▶ [TAREFA 1]
Copie fielmente o trecho da seleção sobre o projeto de lei que começa em "A proposta visa" e termina em "todo o Brasil.", incluindo essas palavras finais.

▶ [SELEÇÃO]

════

PROJETO DE LEI FEDERAL QUER INCLUIR FESTA NO CALENDÁRIO TURÍSTICO DO BRASIL

Enquanto o reconhecimento estadual já é realidade, tramita na Câmara dos Deputados o Projeto de Lei nº 4.967/2024, de autoria do deputado federal Daniel Barbosa (AL), que pretende incluir a Festa de Nossa Senhora do Bom Conselho no Calendário Turístico Oficial do Brasil.

A proposta visa ampliar o alcance da festividade, fomentar o turismo religioso nacional e fortalecer a economia da região do Agreste alagoano.

“A Festa de Nossa Senhora do Bom Conselho vai além de uma celebração da fé, também é um motor de desenvolvimento para Arapiraca e toda a região do Agreste. Colocar esse evento no Calendário Turístico Oficial do Brasil é reconhecer sua importância cultural e atrair visitantes de todo o país, fortalecendo nossa economia e o turismo regional,” destacou o parlamentar.

Caso aprovada, a lei federal permitirá a captação de recursos federais e maior divulgação em canais oficiais de turismo, potencializando investimentos e atraindo romarias de todo o Brasil.

Deputado Daniel Barbosa, autor do projeto de lei federal (Foto: Pablício Vieira/Ascom Arapiraca)

O reconhecimento como Patrimônio Cultural Imaterial abre caminhos para políticas de preservação, registro e transmissão intergeracional da tradição. A festa passa a ser, legalmente, parte do que se entende como memória coletiva do povo alagoano, com valor simbólico, espiritual e histórico.

Especialistas em patrimônio cultural destacam que a oficialização também estimula a educação patrimonial nas escolas, o envolvimento das novas gerações e o fortalecimento das manifestações populares.

════

[Dados registrados]
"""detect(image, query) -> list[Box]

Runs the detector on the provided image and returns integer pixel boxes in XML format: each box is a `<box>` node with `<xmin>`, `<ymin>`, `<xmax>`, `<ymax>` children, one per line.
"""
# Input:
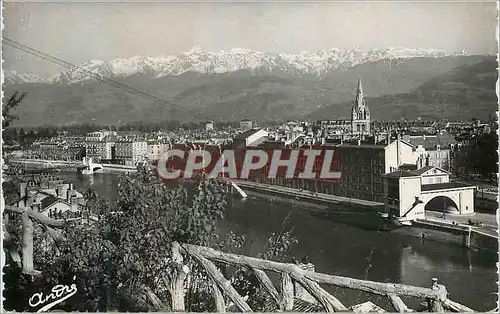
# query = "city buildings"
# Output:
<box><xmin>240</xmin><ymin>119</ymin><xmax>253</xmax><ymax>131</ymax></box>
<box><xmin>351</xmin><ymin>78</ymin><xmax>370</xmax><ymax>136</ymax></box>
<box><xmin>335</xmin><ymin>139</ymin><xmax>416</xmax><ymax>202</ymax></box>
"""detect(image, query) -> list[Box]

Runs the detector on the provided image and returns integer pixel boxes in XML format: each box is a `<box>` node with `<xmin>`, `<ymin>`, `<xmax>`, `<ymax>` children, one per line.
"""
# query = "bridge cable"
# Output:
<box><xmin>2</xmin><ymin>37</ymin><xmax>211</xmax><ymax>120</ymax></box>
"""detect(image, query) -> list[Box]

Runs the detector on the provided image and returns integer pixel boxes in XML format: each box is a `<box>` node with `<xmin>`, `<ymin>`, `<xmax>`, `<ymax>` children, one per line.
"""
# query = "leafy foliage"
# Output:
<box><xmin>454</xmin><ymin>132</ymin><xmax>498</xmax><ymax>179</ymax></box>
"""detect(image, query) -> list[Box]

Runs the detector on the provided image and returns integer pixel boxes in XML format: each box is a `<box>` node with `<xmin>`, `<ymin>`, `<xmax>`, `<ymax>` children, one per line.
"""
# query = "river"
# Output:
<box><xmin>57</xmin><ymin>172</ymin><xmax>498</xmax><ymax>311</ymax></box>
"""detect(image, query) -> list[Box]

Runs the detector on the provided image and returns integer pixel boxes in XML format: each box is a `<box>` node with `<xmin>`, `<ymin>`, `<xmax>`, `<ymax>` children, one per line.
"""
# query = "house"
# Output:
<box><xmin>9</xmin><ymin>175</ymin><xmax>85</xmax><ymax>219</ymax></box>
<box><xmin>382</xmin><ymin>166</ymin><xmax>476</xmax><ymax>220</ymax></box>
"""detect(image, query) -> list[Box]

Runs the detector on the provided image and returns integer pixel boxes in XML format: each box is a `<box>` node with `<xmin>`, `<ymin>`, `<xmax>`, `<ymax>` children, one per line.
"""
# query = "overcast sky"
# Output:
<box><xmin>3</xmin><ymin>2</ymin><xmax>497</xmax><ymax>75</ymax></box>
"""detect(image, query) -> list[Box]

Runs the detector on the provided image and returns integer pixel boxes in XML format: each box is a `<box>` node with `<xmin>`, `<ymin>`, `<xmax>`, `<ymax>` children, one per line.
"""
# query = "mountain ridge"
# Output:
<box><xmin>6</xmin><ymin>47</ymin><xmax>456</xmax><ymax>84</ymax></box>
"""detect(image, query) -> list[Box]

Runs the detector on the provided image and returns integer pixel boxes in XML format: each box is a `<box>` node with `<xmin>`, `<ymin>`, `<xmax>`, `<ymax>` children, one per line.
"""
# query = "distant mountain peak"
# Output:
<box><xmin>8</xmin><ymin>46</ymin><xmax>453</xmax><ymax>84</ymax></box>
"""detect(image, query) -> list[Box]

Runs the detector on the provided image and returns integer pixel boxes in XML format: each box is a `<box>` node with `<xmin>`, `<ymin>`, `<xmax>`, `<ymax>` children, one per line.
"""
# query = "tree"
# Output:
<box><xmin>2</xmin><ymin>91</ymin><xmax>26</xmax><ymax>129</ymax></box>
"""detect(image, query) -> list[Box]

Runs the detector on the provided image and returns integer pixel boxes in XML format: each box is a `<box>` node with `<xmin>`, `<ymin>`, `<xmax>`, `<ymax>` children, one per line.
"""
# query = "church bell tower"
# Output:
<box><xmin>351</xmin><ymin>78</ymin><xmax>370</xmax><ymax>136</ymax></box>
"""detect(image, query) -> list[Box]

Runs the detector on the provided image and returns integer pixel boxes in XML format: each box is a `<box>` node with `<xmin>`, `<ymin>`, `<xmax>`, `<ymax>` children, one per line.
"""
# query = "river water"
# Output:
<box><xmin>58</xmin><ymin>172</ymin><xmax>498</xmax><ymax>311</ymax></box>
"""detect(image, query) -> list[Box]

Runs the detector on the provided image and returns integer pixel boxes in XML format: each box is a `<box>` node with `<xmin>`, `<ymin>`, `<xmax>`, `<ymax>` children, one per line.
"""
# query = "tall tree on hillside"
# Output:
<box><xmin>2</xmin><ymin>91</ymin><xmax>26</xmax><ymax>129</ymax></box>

════

▶ [TAREFA 2]
Conte as linhas dos registros em que aparece a palavra "tree" e responda somente com o número.

▶ [RESPOSTA 1]
A proposta visa ampliar o alcance da festividade, fomentar o turismo religioso nacional e fortalecer a economia da região do Agreste alagoano.

“A Festa de Nossa Senhora do Bom Conselho vai além de uma celebração da fé, também é um motor de desenvolvimento para Arapiraca e toda a região do Agreste. Colocar esse evento no Calendário Turístico Oficial do Brasil é reconhecer sua importância cultural e atrair visitantes de todo o país, fortalecendo nossa economia e o turismo regional,” destacou o parlamentar.

Caso aprovada, a lei federal permitirá a captação de recursos federais e maior divulgação em canais oficiais de turismo, potencializando investimentos e atraindo romarias de todo o Brasil.

▶ [RESPOSTA 2]
2